» AVAILABLE DATA:

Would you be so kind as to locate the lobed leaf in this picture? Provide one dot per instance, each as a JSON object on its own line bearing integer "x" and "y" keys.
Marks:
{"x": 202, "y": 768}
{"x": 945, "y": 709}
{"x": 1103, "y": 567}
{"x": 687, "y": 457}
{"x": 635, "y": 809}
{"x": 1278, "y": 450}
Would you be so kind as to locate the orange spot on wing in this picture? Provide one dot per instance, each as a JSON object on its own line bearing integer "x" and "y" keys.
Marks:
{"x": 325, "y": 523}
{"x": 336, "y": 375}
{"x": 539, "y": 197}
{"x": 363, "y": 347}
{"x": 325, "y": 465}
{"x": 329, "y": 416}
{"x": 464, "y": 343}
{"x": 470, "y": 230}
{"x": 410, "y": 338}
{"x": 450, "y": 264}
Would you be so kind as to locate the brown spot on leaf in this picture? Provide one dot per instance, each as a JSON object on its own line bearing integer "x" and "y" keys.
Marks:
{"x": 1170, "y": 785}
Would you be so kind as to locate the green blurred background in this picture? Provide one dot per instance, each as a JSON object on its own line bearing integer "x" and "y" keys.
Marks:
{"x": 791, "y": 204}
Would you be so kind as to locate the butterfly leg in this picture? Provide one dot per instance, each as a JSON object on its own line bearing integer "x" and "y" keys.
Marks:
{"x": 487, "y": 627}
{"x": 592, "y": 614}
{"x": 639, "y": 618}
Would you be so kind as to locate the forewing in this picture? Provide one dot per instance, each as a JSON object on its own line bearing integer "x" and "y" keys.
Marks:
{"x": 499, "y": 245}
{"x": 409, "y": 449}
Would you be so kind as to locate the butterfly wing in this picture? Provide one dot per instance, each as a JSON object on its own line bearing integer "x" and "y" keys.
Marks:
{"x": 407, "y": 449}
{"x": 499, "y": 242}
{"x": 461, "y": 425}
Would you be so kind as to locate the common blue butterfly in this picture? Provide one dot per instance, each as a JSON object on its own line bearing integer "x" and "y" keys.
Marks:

» WHAT NEEDS TO BE DONE: Every line in the records above that contains the word "leaf" is to be copied out.

» EXERCISE RESULT:
Would you be so kind as to locate the lobed leaf in this picture? Provide one dot per instance, each as a JSON object on its own line bearing integer "x" and "y" keys.
Would you be so kind as to locate the brown spot on leaf in this picture? Provide one dot per instance, each as a JSON object on its own line bearing integer "x" and "y" keys.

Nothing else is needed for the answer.